● Exercise passage:

When it is about memes, people usually download them right away on their devices to share further. Posting memes on Facebook and Twitter has become something of a trend today. But, did you ever wonder you could also download malware with these memes? Researchers have discovered some malicious Twitter memes posted on an account that Twitter has since suspended.
Malicious Twitter Memes May Trigger Malware Attacks
According to a recent report, researchers at Trend Micro have found some malicious Twitter memes that hide malware. When a victim downloads such memes, the malware reaches the victim’s device and executes code without alerting the user.
The researchers explained that the hackers exploit this trick using Steganography. In this method, the author hides a malicious payload in an image to evade cybersecurity measures. According to Trend Micro, the hackers may now exploit the same trick via Twitter memes as well.
Reportedly, they noticed an old Twitter account posting memes on October 25, 2018, and October 26, 2018. Regarding how this malware could execute, they state,
“The memes contain an embedded command that is parsed by the malware after it’s downloaded from the malicious Twitter account onto the victim’s machine, acting as a C&C service for the already-placed malware.”
As stated, what makes the discovery significant is the reliability of the source bearing the malicious memes, that is, Twitter. Identified as TROJAN.MSIL.BERBOMTHUM.AA. Taking the malicious memes down seemed impossible without suspending the malicious Twitter account.
Explaining further about the malware, the researchers state that the images contained the “/print” command that triggers screenshots of the infected machine which ultimately reach the C&C server.
Apart from taking screenshots, the commands embedded in the image can also instruct the malware to gather system information, capture running processes and clipboard content, retrieve the username and “file names from a predefined path”.
Twitter Suspended The Suspicious Accounts
According to the researchers, Twitter has suspended the account posting these malicious memes on December 13, 2018. Nonetheless, the threat is not over since the malefactors can still exploit this technique through other Twitter accounts. They may also exploit other platforms like Facebook to spread malware.
However, what’s unique in this discovery is that the hackers have leveraged a legit platform that does not support malicious content. TechCrunch has given possible logic by stating:
“The logic goes that in using Twitter, the malware would connect to “twitter.com,” which is far less likely to be flagged or blocked by anti-malware software than a dodgy-looking server.”
Nonetheless, Trend Micro researchers confirm that the discovery requires more work to dig out the technicalities.

(Stored data entries)
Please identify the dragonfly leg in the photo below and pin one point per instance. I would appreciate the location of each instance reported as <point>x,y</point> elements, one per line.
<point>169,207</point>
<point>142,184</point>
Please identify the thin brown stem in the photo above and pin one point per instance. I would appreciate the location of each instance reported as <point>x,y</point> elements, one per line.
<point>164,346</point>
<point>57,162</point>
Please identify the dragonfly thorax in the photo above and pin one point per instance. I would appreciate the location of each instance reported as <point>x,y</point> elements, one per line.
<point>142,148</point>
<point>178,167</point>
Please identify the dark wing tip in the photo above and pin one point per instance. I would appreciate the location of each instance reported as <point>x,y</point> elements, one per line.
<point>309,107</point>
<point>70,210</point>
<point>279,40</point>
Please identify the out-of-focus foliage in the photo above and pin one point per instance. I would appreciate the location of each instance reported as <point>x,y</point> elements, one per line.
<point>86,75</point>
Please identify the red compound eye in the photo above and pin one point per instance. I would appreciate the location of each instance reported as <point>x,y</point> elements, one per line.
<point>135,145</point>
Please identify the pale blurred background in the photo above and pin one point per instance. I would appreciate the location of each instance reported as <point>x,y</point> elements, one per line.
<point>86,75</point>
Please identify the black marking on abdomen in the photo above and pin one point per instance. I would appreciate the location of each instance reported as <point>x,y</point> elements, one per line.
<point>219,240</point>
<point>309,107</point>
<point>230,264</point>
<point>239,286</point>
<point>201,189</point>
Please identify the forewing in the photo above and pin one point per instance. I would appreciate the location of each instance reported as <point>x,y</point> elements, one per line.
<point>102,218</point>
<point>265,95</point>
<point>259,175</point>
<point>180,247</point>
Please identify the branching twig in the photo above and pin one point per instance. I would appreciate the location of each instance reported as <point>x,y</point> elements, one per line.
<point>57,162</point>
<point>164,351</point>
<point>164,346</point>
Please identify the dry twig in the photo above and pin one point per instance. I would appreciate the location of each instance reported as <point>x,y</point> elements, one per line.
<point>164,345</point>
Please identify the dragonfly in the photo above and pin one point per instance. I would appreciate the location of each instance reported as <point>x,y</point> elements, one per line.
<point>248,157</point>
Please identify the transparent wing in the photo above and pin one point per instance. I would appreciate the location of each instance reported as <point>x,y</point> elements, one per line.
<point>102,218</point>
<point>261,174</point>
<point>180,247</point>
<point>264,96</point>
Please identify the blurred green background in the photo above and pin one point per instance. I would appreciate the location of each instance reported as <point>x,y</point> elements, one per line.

● Task 1: According to the article on malicious Twitter memes, on what date did Twitter suspend the account posting the memes?
● Task 2: Reproduce the article on malicious Twitter memes starting with "As stated, what" and going on through "malicious Twitter account.".

● Problem solution 1: December 13, 2018.

● Problem solution 2:
As stated, what makes the discovery significant is the reliability of the source bearing the malicious memes, that is, Twitter. Identified as TROJAN.MSIL.BERBOMTHUM.AA. Taking the malicious memes down seemed impossible without suspending the malicious Twitter account.